Data listing —

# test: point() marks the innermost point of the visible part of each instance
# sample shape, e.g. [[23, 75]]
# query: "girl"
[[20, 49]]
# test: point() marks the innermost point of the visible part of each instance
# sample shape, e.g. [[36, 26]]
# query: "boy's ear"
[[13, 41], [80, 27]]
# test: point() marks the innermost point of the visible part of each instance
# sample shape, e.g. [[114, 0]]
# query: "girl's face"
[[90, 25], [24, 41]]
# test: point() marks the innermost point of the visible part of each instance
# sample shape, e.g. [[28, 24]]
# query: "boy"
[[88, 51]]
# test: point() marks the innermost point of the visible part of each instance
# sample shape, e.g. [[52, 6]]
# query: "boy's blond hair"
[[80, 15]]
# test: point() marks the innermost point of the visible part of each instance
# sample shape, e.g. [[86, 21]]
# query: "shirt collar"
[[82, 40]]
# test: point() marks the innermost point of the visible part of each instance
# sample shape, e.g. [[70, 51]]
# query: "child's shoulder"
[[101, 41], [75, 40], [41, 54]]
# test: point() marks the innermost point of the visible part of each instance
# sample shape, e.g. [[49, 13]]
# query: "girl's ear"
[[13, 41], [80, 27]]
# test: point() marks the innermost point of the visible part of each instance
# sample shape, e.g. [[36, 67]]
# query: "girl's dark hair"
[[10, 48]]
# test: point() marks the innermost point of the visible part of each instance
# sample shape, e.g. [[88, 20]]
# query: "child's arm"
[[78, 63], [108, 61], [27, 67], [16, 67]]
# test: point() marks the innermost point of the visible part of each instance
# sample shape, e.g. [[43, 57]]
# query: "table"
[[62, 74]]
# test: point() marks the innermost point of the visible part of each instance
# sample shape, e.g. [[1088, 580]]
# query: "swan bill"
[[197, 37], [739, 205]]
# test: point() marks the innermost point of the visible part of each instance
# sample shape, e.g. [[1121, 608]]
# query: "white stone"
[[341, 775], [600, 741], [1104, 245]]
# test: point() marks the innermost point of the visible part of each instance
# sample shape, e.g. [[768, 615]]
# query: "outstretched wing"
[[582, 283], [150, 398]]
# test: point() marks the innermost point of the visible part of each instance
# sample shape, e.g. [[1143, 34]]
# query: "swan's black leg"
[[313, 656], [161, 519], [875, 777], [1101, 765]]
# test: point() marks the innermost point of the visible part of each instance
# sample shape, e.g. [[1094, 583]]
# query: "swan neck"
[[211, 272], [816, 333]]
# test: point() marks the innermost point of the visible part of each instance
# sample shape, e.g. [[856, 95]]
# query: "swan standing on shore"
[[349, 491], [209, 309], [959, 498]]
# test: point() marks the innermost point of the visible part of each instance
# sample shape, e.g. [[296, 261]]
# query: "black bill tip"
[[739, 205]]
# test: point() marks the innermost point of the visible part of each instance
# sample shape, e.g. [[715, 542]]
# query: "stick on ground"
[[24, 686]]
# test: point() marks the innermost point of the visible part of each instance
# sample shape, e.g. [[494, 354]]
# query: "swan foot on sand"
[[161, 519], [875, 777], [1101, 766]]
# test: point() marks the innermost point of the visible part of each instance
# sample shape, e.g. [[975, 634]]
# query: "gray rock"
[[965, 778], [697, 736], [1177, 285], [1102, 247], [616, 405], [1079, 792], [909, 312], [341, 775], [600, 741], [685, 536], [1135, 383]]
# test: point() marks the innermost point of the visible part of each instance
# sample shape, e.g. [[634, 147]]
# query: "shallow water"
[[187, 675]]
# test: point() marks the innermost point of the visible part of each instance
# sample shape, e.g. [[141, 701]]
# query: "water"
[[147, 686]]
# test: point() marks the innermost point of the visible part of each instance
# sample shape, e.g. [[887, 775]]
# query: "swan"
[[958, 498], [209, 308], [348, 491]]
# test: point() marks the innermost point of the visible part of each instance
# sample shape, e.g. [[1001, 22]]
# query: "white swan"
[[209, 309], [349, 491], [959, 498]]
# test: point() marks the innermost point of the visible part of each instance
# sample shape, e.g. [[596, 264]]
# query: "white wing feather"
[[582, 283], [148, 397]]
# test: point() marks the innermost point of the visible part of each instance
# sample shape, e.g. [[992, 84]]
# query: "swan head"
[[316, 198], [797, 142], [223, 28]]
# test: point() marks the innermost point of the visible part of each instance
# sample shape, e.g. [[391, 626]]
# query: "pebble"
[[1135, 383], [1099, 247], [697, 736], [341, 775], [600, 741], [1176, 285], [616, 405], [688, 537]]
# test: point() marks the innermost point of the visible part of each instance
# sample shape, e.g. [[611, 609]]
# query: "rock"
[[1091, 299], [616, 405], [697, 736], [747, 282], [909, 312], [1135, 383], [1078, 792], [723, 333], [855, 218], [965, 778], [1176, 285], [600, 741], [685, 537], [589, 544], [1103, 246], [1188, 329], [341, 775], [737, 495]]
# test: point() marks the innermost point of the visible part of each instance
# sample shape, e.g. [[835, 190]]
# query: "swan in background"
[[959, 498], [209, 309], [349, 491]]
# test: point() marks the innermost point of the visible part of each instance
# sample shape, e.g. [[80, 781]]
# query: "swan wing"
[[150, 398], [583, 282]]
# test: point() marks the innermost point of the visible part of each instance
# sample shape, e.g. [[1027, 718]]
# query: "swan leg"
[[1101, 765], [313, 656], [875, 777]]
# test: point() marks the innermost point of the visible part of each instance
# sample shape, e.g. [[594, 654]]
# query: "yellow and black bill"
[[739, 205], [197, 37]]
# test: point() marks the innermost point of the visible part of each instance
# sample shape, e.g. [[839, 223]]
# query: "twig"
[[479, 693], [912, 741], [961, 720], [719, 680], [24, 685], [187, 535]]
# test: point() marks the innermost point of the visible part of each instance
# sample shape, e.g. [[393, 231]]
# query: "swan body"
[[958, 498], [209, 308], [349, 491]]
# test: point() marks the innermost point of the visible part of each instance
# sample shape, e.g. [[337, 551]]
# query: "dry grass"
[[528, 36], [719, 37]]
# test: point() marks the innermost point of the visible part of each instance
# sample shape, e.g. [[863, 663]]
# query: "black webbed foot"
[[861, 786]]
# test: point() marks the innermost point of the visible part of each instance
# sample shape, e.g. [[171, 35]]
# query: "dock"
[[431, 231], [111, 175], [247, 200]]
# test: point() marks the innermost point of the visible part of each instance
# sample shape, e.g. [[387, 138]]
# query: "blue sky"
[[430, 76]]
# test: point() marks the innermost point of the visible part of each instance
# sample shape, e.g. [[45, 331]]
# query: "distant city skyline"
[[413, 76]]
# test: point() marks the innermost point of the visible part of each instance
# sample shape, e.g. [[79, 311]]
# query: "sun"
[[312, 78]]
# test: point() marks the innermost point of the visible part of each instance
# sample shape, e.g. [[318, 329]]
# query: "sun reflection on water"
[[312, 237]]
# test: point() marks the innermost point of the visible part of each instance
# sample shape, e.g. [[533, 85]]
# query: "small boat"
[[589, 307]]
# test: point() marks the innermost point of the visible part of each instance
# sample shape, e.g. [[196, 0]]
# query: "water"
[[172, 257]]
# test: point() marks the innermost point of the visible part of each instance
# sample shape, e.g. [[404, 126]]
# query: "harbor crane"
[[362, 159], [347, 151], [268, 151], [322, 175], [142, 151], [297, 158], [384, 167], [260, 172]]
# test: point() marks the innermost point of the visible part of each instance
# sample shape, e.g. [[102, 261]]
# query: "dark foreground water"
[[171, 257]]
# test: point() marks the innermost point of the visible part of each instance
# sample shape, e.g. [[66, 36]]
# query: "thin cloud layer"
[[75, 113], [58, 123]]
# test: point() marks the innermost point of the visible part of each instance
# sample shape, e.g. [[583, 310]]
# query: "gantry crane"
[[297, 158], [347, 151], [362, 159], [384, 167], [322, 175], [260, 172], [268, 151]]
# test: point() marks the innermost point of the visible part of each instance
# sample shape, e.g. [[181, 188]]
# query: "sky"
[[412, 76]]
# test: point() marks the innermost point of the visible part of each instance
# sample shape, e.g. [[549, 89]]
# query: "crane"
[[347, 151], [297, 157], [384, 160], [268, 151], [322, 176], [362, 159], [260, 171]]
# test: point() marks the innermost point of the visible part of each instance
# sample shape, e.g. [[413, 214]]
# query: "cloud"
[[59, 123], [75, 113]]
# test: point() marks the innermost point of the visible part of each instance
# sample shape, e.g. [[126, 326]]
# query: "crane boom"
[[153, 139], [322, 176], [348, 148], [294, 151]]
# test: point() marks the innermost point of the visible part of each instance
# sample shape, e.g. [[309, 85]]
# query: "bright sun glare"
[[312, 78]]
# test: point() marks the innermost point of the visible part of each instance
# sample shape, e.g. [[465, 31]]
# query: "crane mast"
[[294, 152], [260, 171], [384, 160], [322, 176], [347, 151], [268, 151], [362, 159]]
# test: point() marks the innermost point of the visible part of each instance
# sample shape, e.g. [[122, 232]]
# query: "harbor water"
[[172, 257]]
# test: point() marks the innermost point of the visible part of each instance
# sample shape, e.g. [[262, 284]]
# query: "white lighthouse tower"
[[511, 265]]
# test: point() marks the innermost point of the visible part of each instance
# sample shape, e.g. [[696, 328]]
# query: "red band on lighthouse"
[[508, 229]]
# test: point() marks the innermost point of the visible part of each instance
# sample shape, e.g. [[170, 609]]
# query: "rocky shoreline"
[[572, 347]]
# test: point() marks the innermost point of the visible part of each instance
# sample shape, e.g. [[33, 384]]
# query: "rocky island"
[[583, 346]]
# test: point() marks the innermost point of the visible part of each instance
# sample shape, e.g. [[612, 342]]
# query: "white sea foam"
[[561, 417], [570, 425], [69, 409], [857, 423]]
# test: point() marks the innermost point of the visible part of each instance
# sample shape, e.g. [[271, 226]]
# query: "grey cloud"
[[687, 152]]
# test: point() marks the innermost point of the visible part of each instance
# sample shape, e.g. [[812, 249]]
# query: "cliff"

Required work — Everything from the line holding "# sample shape, e.g. [[696, 328]]" through the final line of the material must be given again exactly, and nothing outside that stretch.

Your solution —
# sample shape, e.g. [[696, 328]]
# query: "red band on lighthouse"
[[508, 229]]
# test: point() marks the innermost point of the visible part of each instance
# sample shape, e.g. [[170, 609]]
# query: "rocky shoreline"
[[572, 347]]
# test: point() marks the innermost point of the visible part of each instance
# sample shape, e.g. [[33, 384]]
# query: "rocky island"
[[583, 346]]
# test: point() marks the innermost point of the visible part of each instance
# sample shape, e.g. [[612, 342]]
# query: "white sea foam"
[[561, 417], [570, 425], [69, 409], [857, 423]]
# test: point() marks the innermost point of the visible part of each instance
# sample shape, e.g. [[271, 226]]
# query: "grey cloud"
[[687, 152]]
# test: point() marks the innermost point of the visible part of each instance
# sample shape, e.g. [[812, 249]]
# query: "cliff"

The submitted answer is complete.